[REQUIRED WORK]:
**A)** Reproduce verbatim the passage of the TorchSpec article starting at "As models and" and ending at "centers can handle.".
**B)** According to the TorchSpec article, how much hidden-state data can a single 128K-token sample require?
**C)** Extend the article on TorchSpec beyond its final sentence.

━━━━━ EXTRACTED TEXT ━━━━━

Breaking the Bottleneck: TorchSpec and the Future of Disaggregated Speculative Decoding

In the world of Large Language Models (LLMs), speed is the ultimate currency. As models like Kimi K2.5 and Qwen 3.5 push into the hundreds of billions of parameters with million-token context windows, the industry has turned to Speculative Decoding to keep latency in check.

However, training the “draft models” required for speculative decoding has hit a massive wall: data movement. A recent breakthrough from the PyTorch team, TorchSpec, introduces a disaggregated training framework that solves the “hidden state bottleneck.”

Here is how TorchSpec is redefining how we train draft models at scale.

The Problem: The Hidden State Bottleneck

Speculative decoding works by having a small, fast “draft model” predict tokens that a large “target model” then verifies. To make draft models accurate, they need to be trained on the intermediate hidden states of the target model.

As models and context windows grow, this creates two impossible choices:

Inference Co-located Training: Running the target and draft models on the same GPUs. This crushes GPU memory. For a 1-Trillion parameter MoE model like Kimi K2.5, the weights alone take up most of an H100’s memory, leaving almost no room for the draft model’s training activations.
Offline Preparation: Pre-computing hidden states and saving them to disk. This is a storage nightmare. A single 128K-token sample can require ~7GB of hidden states. Scaling this to 100,000 samples would require 700 Terabytes of high-speed storage—an I/O demand few data centers can handle.

━━━━━ RAW DATA ━━━━━

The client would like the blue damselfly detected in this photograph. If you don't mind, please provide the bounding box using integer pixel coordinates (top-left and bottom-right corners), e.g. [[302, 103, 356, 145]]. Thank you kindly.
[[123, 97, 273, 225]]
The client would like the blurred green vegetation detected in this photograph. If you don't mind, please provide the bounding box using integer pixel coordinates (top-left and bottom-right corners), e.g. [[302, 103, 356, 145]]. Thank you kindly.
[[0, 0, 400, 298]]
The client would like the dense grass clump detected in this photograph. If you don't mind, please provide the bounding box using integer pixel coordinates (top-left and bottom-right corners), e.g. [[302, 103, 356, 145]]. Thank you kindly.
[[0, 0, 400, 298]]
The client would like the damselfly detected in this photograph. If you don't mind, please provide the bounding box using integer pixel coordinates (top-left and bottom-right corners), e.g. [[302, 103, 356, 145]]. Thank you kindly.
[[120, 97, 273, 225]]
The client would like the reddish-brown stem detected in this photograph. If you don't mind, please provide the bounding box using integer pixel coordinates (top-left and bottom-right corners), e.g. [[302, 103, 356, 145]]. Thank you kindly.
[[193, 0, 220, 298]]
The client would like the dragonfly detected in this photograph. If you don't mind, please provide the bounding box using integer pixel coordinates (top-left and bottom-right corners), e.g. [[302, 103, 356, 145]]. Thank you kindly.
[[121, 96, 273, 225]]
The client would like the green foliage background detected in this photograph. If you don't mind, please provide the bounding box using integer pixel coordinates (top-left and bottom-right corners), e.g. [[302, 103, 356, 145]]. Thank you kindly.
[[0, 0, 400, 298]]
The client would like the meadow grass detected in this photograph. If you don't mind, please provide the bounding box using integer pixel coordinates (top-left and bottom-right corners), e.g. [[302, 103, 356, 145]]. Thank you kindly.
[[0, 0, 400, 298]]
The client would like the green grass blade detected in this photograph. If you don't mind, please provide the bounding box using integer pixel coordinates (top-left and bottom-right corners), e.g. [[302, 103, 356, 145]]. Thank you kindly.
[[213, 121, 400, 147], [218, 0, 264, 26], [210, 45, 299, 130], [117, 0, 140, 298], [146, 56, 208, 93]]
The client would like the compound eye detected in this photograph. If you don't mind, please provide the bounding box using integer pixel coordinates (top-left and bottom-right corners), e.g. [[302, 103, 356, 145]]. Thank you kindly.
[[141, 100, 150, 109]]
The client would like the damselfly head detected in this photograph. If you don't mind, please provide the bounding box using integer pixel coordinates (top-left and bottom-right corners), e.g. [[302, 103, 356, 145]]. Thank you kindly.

━━━━━

[RESPONSES TO THE TASKS]:
**A)**
As models and context windows grow, this creates two impossible choices:

Inference Co-located Training: Running the target and draft models on the same GPUs. This crushes GPU memory. For a 1-Trillion parameter MoE model like Kimi K2.5, the weights alone take up most of an H100’s memory, leaving almost no room for the draft model’s training activations.
Offline Preparation: Pre-computing hidden states and saving them to disk. This is a storage nightmare. A single 128K-token sample can require ~7GB of hidden states. Scaling this to 100,000 samples would require 700 Terabytes of high-speed storage—an I/O demand few data centers can handle.

**B)** About 7GB.

**C)**
Enter TorchSpec: Disaggregated Training

TorchSpec solves this by decoupling the Inference System (which generates hidden states) from the Training System (which consumes them).

Instead of writing to disk or fighting for local GPU memory, TorchSpec streams data directly from the inference engine to the training workers via a central store called Mooncake.

Key Architectural Advantages:

Independent Scaling: You can use 16 GPUs for inference and 8 for training, or vice-versa. They no longer need to share the same sharding strategy or hardware constraints.
Mooncake Transfer Engine: Developed by Moonshot AI, Mooncake uses RDMA (Remote Direct Memory Access) to move gigabytes of hidden states between nodes at near-line-rate, bypassing the CPU entirely.
Zero Storage Overhead: Because data is streamed and consumed in real-time, there is no need for massive SSD arrays to hold intermediate tensors.

Real-World Impact: The Kimi K2.5 Case Study

To prove the system’s efficacy, the team trained an EAGLE-3 draft model for the Kimi K2.5 (1T parameter) model.

Efficiency: They utilized a disaggregated setup (e.g., 8xH200 for inference and 8xH200 for training).
Scale: They processed 600,000 training samples (6 billion tokens) in just 1,500 H200 GPU hours.
Performance: The resulting draft model improved output throughput by +60% for batch size 1.

Without TorchSpec, training on context lengths of 100,000+ tokens would have been technically impossible due to memory fragmentation and storage I/O limits.

Why “Engine-Native” Matters

One of TorchSpec’s most powerful features is its integration with production inference engines like vLLM and SGLang.

By being “engine-native,” TorchSpec ensures that the tokenization, templates, and kernels used during draft training are identical to what the model will see in production. It also allows for “Train with Decode,” where the system generates responses autoregressively from prompt-only inputs during training, eliminating the need for a separate data-generation phase.

Roadmap and Future

The PyTorch team isn’t stopping here. The roadmap for TorchSpec includes:

Broader Model Support: Upcoming support for Minimax M2.5 and GLM 5.
Packed Sequence Training: Optimizing GPU utilization for variable-length inputs.
New Algorithms: Expansion beyond EAGLE-3 to include DFlash and MTP (Multi-Token Prediction) architectures.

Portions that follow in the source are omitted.